Exercise: Can you repeat the listing below word for word, from its first line to its last?

Records:
===============

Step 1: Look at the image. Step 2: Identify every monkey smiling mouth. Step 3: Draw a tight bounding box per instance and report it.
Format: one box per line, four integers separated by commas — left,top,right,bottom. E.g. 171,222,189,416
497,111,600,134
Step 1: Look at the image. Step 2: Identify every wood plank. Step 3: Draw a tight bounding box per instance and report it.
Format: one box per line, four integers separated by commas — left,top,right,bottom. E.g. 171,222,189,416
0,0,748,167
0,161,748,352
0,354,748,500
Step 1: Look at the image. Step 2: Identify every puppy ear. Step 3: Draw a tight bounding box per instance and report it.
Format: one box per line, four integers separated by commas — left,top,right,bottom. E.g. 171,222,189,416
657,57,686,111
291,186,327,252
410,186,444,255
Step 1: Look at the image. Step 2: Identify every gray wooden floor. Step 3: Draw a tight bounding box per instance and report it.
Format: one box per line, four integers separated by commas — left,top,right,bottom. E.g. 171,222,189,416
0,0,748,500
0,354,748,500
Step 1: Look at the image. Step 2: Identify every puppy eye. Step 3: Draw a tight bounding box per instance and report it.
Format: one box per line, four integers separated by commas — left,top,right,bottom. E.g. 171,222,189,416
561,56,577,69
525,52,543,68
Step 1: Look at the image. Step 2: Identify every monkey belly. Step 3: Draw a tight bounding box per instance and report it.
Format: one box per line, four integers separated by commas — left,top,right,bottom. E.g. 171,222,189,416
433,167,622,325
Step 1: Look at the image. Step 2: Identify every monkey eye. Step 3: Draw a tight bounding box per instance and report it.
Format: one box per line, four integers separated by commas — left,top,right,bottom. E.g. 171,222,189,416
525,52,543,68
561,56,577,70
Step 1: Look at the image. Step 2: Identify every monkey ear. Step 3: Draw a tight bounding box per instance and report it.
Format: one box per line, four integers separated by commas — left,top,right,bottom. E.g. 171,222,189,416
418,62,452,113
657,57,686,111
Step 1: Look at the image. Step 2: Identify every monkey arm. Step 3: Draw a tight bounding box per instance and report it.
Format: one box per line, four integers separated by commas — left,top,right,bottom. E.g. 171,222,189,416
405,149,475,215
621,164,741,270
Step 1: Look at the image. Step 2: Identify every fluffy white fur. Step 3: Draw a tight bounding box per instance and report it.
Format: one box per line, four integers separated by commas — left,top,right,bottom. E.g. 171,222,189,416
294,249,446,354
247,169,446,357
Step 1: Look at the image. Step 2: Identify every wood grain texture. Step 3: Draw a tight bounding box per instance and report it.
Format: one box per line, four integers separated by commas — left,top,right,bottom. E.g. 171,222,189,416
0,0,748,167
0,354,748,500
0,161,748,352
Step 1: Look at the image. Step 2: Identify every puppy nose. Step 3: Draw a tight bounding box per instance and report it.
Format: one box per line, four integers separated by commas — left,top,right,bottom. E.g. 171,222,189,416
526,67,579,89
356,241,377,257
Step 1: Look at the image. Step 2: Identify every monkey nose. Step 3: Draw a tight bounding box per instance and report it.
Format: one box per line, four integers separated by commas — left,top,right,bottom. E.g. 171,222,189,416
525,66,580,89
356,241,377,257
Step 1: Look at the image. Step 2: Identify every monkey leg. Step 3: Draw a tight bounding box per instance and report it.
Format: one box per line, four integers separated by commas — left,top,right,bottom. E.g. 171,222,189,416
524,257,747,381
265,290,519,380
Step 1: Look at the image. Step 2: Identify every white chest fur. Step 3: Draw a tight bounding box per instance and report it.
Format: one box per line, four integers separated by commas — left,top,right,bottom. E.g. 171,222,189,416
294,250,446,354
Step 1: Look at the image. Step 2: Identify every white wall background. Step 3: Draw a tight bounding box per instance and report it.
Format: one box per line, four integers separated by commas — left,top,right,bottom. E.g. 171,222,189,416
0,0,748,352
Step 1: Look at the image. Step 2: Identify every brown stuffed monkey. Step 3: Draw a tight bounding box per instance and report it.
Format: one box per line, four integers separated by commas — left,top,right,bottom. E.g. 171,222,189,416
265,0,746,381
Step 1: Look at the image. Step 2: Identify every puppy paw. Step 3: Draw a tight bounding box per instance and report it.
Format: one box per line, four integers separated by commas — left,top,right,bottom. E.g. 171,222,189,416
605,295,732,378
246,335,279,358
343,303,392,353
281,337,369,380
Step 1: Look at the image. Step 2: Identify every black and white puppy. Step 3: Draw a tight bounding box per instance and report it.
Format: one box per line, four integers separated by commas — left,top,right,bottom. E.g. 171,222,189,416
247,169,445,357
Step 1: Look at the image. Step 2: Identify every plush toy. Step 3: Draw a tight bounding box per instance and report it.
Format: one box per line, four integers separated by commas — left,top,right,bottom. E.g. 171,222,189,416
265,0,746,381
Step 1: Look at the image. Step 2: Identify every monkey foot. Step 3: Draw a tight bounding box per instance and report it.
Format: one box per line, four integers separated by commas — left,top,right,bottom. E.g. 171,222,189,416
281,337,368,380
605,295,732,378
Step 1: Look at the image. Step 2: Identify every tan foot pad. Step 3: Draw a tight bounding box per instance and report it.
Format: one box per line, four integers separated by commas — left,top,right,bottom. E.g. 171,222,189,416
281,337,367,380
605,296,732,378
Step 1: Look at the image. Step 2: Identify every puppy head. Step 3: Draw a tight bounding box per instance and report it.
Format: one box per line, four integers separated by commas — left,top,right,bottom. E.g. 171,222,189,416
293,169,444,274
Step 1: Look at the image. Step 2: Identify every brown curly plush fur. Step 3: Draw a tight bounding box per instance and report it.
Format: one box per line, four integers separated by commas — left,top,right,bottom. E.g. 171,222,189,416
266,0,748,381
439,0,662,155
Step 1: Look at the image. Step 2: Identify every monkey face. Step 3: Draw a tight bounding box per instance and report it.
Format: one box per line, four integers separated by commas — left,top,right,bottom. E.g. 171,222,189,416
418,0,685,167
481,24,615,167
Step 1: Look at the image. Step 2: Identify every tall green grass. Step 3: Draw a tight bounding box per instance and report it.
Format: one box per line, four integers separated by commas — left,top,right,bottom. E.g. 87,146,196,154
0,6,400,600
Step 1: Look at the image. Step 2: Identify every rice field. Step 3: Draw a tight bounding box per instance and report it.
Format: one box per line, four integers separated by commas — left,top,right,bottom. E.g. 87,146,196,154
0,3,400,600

===============

Task output:
Step 1: Look at the image. Step 2: Identify every monkey smiling mouth. Step 3: Draw a tight bounding box per instance and report it.
Format: one box per line, four integers separated by commas — left,top,right,bottom. E.g. 171,222,189,416
497,111,600,134
Step 1: Look at the image. Step 2: Identify every wood plank. Step 3: Draw a tight bounding box per instance and report it.
Format: one box per line, four integers separated by commas — left,top,right,bottom. E.g. 171,222,189,416
0,0,748,167
0,161,748,352
0,354,748,500
Step 1: Look at the image. Step 2: Identify every puppy ear. Step 3: Draw a tight bounding box per instance and report it.
Format: one box per line, four integers separated by commas — left,top,right,bottom. E.g. 171,222,189,416
657,57,686,111
291,186,327,252
410,186,444,255
Step 1: Look at the image. Step 2: Identify every gray wooden floor. Step 3: Draw a tight bounding box per instance and report it.
Format: one box per line, four integers separated by commas — left,top,right,bottom. E.g. 171,222,189,416
0,0,748,500
0,354,748,500
Step 1: Look at the image. Step 2: Identify every puppy eye. Step 3: Draw a tight bounding box per instance and report it.
Format: one box per line, four integers separated by commas — left,top,right,bottom. E.g. 171,222,189,416
561,56,577,69
525,52,543,68
Step 1: Look at the image. Step 2: Identify every monkey belly. Step 3: Draw a tight bounding box per instance and report it.
Format: one box per line, four integers separated by commas — left,top,right,bottom. E.g. 171,222,189,416
433,167,622,325
Step 1: Look at the image. Step 2: Identify every monkey eye. Step 3: Draw a tight bounding box per instance and report it.
Format: one box per line, four integers separated by commas — left,top,right,bottom. E.g. 171,222,189,416
525,52,543,68
561,56,577,70
Step 1: Look at the image. Step 2: Identify every monkey ear. Step 3: Draw a tight bounding box per instance and report it.
Format: one box per line, four integers separated by commas — left,top,right,bottom. E.g. 171,222,189,416
418,62,452,113
657,57,686,111
Step 1: Look at the image. Step 2: Identify every monkey arm. Step 3: Draw a tight bounding box per instance and report it.
Format: one box per line, four integers separated by commas — left,top,right,bottom. E.g. 171,222,189,416
405,149,475,215
621,164,741,270
Step 1: Look at the image. Step 2: Identify every fluffy white fur. Step 3: Draw a tight bounding box per instance and report it.
Format: one box per line, four integers separated by commas — left,top,right,bottom. E.g. 171,222,189,416
294,249,446,354
247,169,446,357
Step 1: Look at the image. Step 2: Identify every wood grain texture. Step 3: Draw a tight bounding box per instance and report it.
Format: one box per line, four integers separated by commas — left,top,right,bottom. E.g. 171,222,189,416
0,0,748,167
0,354,748,500
0,161,748,352
Step 1: Look at the image. Step 2: Identify every puppy nose. Step 3: Draw a tight bounding box per instance and report it.
Format: one box per line, four integers separated by commas — left,top,right,bottom. E.g. 171,222,189,416
526,67,579,89
356,241,377,257
Step 1: Look at the image. Step 2: Identify every monkey nose. Step 3: Draw a tight bounding box per instance and report it.
Format: one box per line, four integers separated by commas — left,top,right,bottom. E.g. 171,222,189,416
525,66,580,89
356,241,377,257
Step 1: Look at the image. Step 2: Identify every monkey leg. Step 3: Draw a tight bounding box per instance and report it.
Format: one box per line, four integers separated by commas — left,top,right,bottom. E.g. 171,222,189,416
524,257,747,381
265,290,519,380
Step 1: Look at the image. Step 2: Identify every white chest fur. Step 3: Draw a tight bounding box per instance and report it.
Format: one box per line, four integers separated by commas — left,top,right,bottom. E.g. 171,222,189,416
294,250,446,354
Step 1: Look at the image. Step 2: Identify every white wall background. Step 3: Draw a tight bounding box per instance and report it.
Format: one box per line, four integers separated by commas — left,top,right,bottom. E.g. 171,222,189,416
0,0,748,352
Step 1: Look at the image. Step 2: Identify every brown stuffed monkey. Step 3: Draw a tight bounding box per instance and report it.
Format: one box per line, four integers separated by commas — left,top,right,bottom. E.g. 171,222,189,416
265,0,746,381
Step 1: Look at the image. Step 2: Identify every puppy paw. Step 3: Draw a tight bounding box per instance and report it.
Format: one box per line, four integers separated by commas — left,top,right,bottom. E.g. 171,222,189,416
605,295,732,378
246,335,279,358
343,303,392,353
281,337,369,380
Step 1: Look at the image. Step 2: Identify every black and white puppy. Step 3: Draw a tight bounding box per instance and report it.
Format: one box per line, four integers separated by commas — left,top,right,bottom. E.g. 171,222,189,416
247,169,445,357
Step 1: Look at the image. Step 2: Identify every plush toy. Step 3: Draw a tight bounding box per instance and report it.
Format: one box per line, four integers separated by commas — left,top,right,bottom. E.g. 171,222,189,416
265,0,746,381
Step 1: Look at the image. Step 2: Identify every monkey foot. Step 3: Draw a tight bounding box per instance and report it.
Format: one box per line, four integers separated by commas — left,top,right,bottom. E.g. 171,222,189,416
281,337,368,380
605,295,732,378
Step 1: Look at the image. Step 2: Identify every tan foot pad. Step 3: Draw a tight bounding box per instance and report it.
Format: one box per line, four integers separated by commas — left,top,right,bottom. E.g. 171,222,189,416
281,337,367,380
605,296,732,378
Step 1: Look at the image. Step 2: Identify every puppy head. Step 3: Draw a tight bounding box per instance and report it.
Format: one box per line, four integers separated by commas — left,top,right,bottom. E.g. 171,222,189,416
293,169,444,274
Step 1: Look at the image. Step 2: Identify every brown curly plush fur. Step 3: Draw a tight bounding box per instance and report it.
Format: one box per line, four integers separated by commas — left,top,right,bottom. E.g. 171,222,189,416
266,0,748,381
439,0,662,155
Step 1: Look at the image. Step 2: Identify every monkey face. Step 3: Draw a tight bounding box per instance and report it.
Format: one box per line, four integers separated by commas — left,top,right,bottom. E.g. 171,222,189,416
418,0,685,167
481,24,615,167
Step 1: Look at the image. Step 2: Identify every tall green grass. Step 3: Draw a tight bounding box per instance and report it.
Format: one box per line, four integers separated by commas — left,top,right,bottom. E.g. 87,146,196,154
0,6,400,600
Step 1: Look at the image. Step 2: Identify every rice field. Step 3: Draw a tight bounding box per instance and report it.
Format: one box per line, four integers separated by commas — left,top,right,bottom. E.g. 87,146,196,154
0,3,400,600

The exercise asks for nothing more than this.